#### [What to do]
Pick out every line in the material below that contains the string "above", and copy each of those lines in full.
##########
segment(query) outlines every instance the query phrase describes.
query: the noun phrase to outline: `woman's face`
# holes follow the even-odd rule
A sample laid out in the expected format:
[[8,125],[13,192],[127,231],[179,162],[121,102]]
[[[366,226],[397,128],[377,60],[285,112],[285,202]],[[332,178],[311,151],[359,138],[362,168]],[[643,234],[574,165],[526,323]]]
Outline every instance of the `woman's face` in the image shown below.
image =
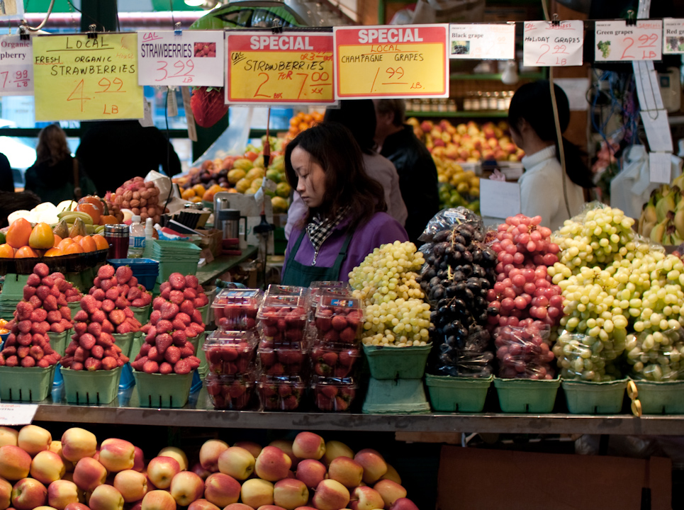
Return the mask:
[[325,194],[325,171],[311,154],[296,147],[290,154],[290,163],[297,176],[297,191],[309,208],[317,208],[323,203]]

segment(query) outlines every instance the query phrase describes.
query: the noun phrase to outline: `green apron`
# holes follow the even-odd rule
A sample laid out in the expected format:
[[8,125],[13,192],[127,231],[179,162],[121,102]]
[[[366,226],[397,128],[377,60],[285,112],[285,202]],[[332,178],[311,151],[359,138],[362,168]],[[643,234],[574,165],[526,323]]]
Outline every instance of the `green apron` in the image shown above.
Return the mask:
[[299,234],[297,242],[292,246],[290,251],[290,256],[287,259],[287,264],[285,266],[285,271],[281,278],[281,284],[286,285],[297,285],[298,287],[308,287],[313,281],[333,281],[340,279],[340,270],[342,268],[342,262],[347,257],[347,249],[349,248],[349,242],[352,240],[352,234],[348,234],[344,242],[342,243],[337,258],[335,261],[332,267],[325,268],[317,266],[305,266],[303,264],[295,261],[295,257],[299,251],[299,245],[301,244],[302,239],[306,234],[306,229],[302,230]]

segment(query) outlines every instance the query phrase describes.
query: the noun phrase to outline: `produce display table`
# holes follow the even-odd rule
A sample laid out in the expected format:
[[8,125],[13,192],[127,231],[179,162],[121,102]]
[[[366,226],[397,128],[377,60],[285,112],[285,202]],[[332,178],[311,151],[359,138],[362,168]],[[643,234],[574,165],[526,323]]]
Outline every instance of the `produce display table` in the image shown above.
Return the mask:
[[250,246],[242,250],[242,255],[221,255],[206,266],[198,268],[197,278],[199,280],[200,285],[212,285],[217,277],[230,271],[238,264],[254,259],[259,249],[257,246]]
[[[60,390],[53,392],[61,399]],[[54,404],[38,406],[35,419],[42,421],[200,426],[223,429],[306,429],[376,432],[481,432],[500,434],[590,434],[680,435],[684,415],[629,414],[358,414],[321,412],[215,411],[206,390],[191,394],[182,409],[138,407],[138,393],[130,388],[118,393],[107,406]]]

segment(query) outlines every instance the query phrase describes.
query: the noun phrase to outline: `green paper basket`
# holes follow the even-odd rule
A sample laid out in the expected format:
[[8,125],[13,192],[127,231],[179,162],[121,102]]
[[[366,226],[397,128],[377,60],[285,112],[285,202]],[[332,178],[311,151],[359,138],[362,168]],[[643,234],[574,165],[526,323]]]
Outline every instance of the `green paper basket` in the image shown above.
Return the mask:
[[188,403],[193,373],[148,374],[133,370],[140,407],[182,407]]
[[684,381],[634,382],[642,414],[684,414]]
[[0,400],[40,402],[52,389],[55,366],[0,367]]
[[126,357],[130,357],[130,348],[133,346],[135,333],[113,333],[112,336],[114,337],[114,343],[121,349],[121,353]]
[[568,410],[573,414],[615,414],[622,409],[627,379],[605,382],[564,380]]
[[560,379],[500,379],[494,387],[503,412],[550,413],[556,403]]
[[67,348],[67,341],[73,332],[73,329],[67,329],[62,333],[47,332],[47,336],[50,338],[50,346],[60,356],[64,356],[65,349]]
[[111,370],[73,370],[62,367],[64,392],[69,404],[106,405],[118,392],[121,368]]
[[364,345],[364,352],[374,379],[422,379],[431,348]]
[[493,380],[425,375],[432,409],[445,412],[482,412]]

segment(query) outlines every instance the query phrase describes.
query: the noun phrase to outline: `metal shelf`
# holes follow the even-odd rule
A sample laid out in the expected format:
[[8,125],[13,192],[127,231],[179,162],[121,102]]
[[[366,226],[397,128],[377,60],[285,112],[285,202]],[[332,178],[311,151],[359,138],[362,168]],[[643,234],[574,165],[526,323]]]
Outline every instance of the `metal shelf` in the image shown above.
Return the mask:
[[[60,398],[59,391],[53,394]],[[206,390],[191,395],[183,409],[139,407],[135,388],[120,392],[107,406],[52,403],[38,406],[35,420],[71,423],[145,424],[224,429],[307,429],[379,432],[489,432],[534,434],[680,435],[684,415],[629,414],[360,414],[321,412],[215,411]]]

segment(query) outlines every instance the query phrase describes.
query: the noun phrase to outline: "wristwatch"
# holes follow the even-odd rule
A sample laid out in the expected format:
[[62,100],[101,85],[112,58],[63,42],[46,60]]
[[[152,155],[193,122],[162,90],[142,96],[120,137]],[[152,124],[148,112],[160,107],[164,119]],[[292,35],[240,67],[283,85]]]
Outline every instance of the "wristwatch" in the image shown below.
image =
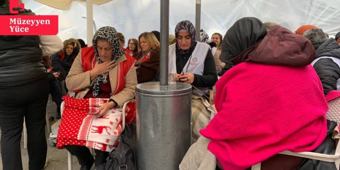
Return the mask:
[[114,104],[116,105],[114,107],[113,107],[113,108],[119,108],[119,106],[118,106],[118,104],[117,103],[117,102],[116,102],[116,101],[114,101],[114,100],[113,100],[113,99],[108,99],[108,102],[113,102],[113,103],[114,103]]

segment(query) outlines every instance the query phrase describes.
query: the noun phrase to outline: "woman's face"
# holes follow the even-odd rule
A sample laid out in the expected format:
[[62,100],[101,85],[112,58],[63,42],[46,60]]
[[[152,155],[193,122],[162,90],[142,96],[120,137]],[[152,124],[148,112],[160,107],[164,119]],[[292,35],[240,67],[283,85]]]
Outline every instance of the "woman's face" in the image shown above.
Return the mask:
[[140,42],[140,47],[142,48],[142,51],[143,52],[148,52],[151,49],[151,46],[150,44],[148,43],[146,41],[146,39],[143,36],[142,36],[139,39],[139,42]]
[[191,46],[191,34],[188,31],[180,31],[177,33],[177,43],[181,49],[186,50]]
[[111,60],[112,56],[112,48],[108,41],[98,40],[96,45],[98,55],[103,62]]
[[133,40],[130,40],[129,42],[129,49],[132,51],[134,51],[135,49],[136,49],[136,46],[135,45],[135,44],[134,44],[133,43]]
[[72,53],[72,52],[73,52],[73,46],[72,46],[72,44],[69,44],[67,45],[65,49],[65,51],[66,53],[66,55],[68,56],[70,55]]
[[211,41],[216,43],[216,46],[218,47],[221,44],[221,40],[219,39],[218,35],[214,34],[211,37]]

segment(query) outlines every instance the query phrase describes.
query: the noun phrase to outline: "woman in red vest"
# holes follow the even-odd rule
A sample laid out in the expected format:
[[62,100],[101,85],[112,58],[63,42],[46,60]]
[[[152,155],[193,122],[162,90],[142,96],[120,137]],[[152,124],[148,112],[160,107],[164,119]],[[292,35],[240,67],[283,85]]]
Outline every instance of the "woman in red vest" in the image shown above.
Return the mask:
[[[137,80],[134,69],[136,60],[129,55],[125,54],[120,48],[119,39],[114,28],[108,26],[100,28],[94,34],[93,42],[93,46],[81,48],[66,77],[66,83],[69,90],[76,93],[75,97],[76,99],[109,99],[106,100],[107,103],[95,111],[98,118],[107,116],[109,109],[121,108],[125,102],[132,100],[135,97],[135,87],[137,84]],[[83,101],[84,99],[81,100]],[[79,102],[76,103],[81,102],[81,100],[78,100]],[[95,160],[93,160],[89,149],[86,147],[92,147],[86,144],[89,143],[89,140],[79,140],[79,137],[71,139],[63,138],[65,135],[72,137],[75,133],[71,131],[77,131],[72,127],[79,124],[79,121],[85,122],[83,120],[87,117],[78,122],[75,120],[74,123],[70,120],[63,120],[67,118],[66,115],[64,115],[67,114],[68,104],[66,102],[65,109],[58,132],[57,147],[60,149],[65,148],[72,155],[75,155],[81,165],[81,170],[90,170],[94,161],[96,166],[104,163],[108,152],[103,151],[103,150],[95,150],[97,154]],[[76,104],[77,103],[74,105]],[[67,118],[69,116],[72,115]],[[78,118],[71,118],[71,119]],[[67,122],[66,124],[70,127],[65,127],[66,125],[63,124],[63,122]],[[80,127],[79,131],[83,130],[83,126],[79,127]],[[67,129],[70,132],[65,132],[67,131]],[[92,128],[90,129],[93,132]],[[109,130],[113,129],[106,130],[108,133],[113,134],[109,132]],[[96,149],[94,146],[93,148]]]

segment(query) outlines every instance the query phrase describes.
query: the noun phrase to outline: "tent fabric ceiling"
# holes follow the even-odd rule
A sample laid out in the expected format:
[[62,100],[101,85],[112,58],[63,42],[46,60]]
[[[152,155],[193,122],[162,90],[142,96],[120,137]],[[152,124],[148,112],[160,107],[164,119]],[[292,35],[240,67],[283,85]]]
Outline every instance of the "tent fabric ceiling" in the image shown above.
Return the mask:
##########
#### [Output of the exercise]
Outline every instance of the `green apron` in the image shown above.
Outline every instance of the `produce display table` in the image shown above.
Outline every instance of the `green paper basket` in the image shown above.
Outline every instance of the `metal shelf` in the image shown above.
Outline every instance of the "woman's face" in the image shown above.
Outline every instance of the "woman in red vest" in the image shown above.
Outline every instance of the "tent fabric ceiling" in the image shown above.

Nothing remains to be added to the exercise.